Copy out, word for word, the stretch of the spastic paraplegia 76 report from "Neither CalpB nor" through "CalpB and CalpA.".

▸ SELECTED PASSAGE:
+++++

This report describes spastic paraplegia 76 (SPG76), which is a subtype of spastic paraplegia; SPG76 is inherited as an autosomal recessive. The human gene implicated in this disease is calpain 1 (CAPN1) which encodes one of many calpains (calcium-activated proteases) in humans. There are two Drosophila orthologs, CalpB and CalpA, for which classical amorphic alleles, RNAi-targeting constructs and alleles caused by insertional mutagenesis have been generated.
The human CAPN1 gene has not been introduced into flies.
Neither CalpB nor CalpA is an essential gene in flies: animals homozygous for amorphic mutations of either are viable and fertile. CalpB is implicated in normal cell migration. Neuronal knockdown of CalpB effected by RNAi results in progressive locomotor defects. CalpA appears to play a role in myoblast fusion. Overexpression of CalpA in muscle cell progenitors results in partial embryonic lethality; overexpression in transverse muscles allows survival to larval stages, but results in impaired locomotor behavior. Several physical and genetic interactions for both fly genes have been reported; see below and in the gene reports for CalpB and CalpA.

+++++

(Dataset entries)
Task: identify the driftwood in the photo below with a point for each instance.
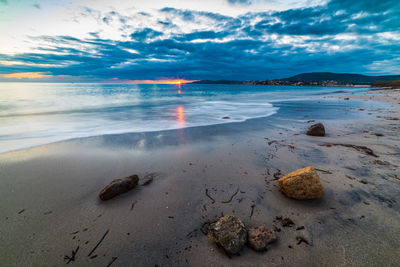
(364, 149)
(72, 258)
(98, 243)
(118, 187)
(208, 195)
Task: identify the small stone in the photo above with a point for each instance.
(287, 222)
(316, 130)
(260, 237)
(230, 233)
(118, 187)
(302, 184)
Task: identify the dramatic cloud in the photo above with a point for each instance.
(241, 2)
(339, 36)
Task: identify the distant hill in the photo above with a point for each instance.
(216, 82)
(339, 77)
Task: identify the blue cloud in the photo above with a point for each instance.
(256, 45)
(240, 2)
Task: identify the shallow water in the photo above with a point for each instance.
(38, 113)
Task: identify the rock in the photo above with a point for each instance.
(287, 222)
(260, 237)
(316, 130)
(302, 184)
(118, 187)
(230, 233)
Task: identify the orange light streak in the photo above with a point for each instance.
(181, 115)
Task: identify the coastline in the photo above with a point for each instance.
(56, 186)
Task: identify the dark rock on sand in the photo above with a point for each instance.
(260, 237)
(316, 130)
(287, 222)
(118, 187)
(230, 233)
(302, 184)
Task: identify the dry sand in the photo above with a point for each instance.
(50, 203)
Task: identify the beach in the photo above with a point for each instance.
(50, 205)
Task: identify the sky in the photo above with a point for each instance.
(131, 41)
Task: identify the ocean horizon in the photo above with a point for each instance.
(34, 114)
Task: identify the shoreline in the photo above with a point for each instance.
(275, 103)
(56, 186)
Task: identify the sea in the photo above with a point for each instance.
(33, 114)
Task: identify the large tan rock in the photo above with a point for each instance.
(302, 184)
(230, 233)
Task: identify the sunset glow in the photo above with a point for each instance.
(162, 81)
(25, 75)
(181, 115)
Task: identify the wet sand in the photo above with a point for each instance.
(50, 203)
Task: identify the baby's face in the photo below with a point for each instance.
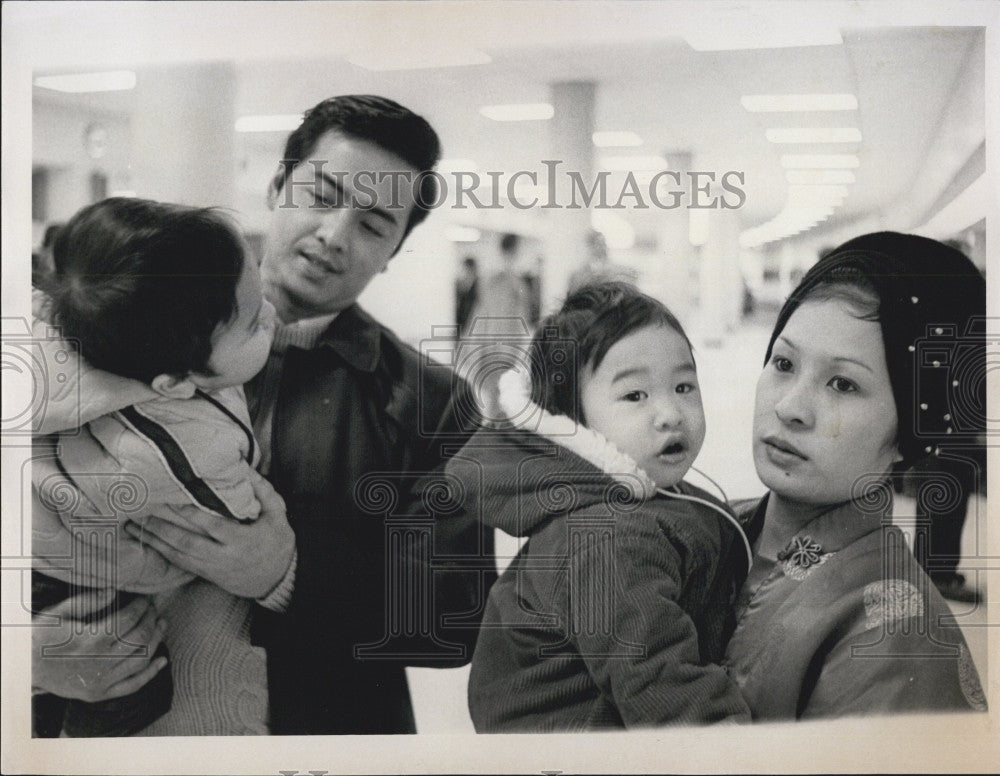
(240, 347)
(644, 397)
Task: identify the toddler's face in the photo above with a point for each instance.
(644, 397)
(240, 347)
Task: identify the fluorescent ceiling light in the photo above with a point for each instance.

+++++

▸ ANSWER TO THE PROBLEM:
Neither CalpB nor CalpA is an essential gene in flies: animals homozygous for amorphic mutations of either are viable and fertile. CalpB is implicated in normal cell migration. Neuronal knockdown of CalpB effected by RNAi results in progressive locomotor defects. CalpA appears to play a role in myoblast fusion. Overexpression of CalpA in muscle cell progenitors results in partial embryonic lethality; overexpression in transverse muscles allows survival to larval stages, but results in impaired locomotor behavior. Several physical and genetic interactions for both fly genes have been reported; see below and in the gene reports for CalpB and CalpA.